------ Given passage

Q245 Hywel Williams: I do not raise
this for any really partisan reasons, but I hope the Secretary
of State will also confirm that the judgment in the Leanne Wood
case confirmed that no illegality had happened? Can the Secretary
of State confirm that in respect of his earlier statements?
Mr Hain: I never said that there
was any illegality in it. I said an abuse of the system was clearly
laid out, a route map was laid out in that memorandum which, as
I recall, Chairman, Plaid Cmyru disowned and distanced itself
from, and I am not surprised given its content. There is an elementary
principle hereand we all know that as people who have been
elected by our constituentswe have been elected by our
constituents and we are accountable to them. If they do not like
us, they can get rid of us as directly elected Members. We have
a protocol in the House which I think might be borne in mind that
Members from outside the constituency cannot interfere in constituency
matters because otherwise the whole system would break down. I
fear that has not happened and I am afraid, I might have been
misguided in this, we did not anticipate that that would happen
when we brought the legislation in.

------------

Required work:
A) Translate this sentence from the transcript into Spanish: "If they do not like us, they can get rid of us as directly elected Members."
B) Say whether each statement agrees with the transcript. Answer yes or no, and quote the words from the transcript that decide it.
(i) Hywel Williams says he raises the matter for partisan reasons.
(ii) Mr Hain says he never claimed there was any illegality.
(iii) Mr Hain says the House protocol allows Members from outside a constituency to interfere in its matters.
C) In the transcript, what does Mr Hain say would happen if Members from outside the constituency interfered in constituency matters?
None of the lines have any bearing on the tasks.

------ Source material

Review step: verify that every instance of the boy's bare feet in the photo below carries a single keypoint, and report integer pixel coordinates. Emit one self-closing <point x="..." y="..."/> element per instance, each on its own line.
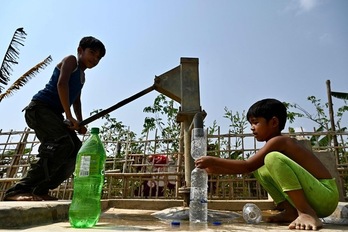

------------

Full answers:
A) Si no les gustamos, pueden deshacerse de nosotros como miembros elegidos directamente.

B)
(i) No: "I do not raise this for any really partisan reasons"
(ii) Yes: "I never said that there was any illegality in it."
(iii) No: "Members from outside the constituency cannot interfere in constituency matters"

C) The whole system would break down.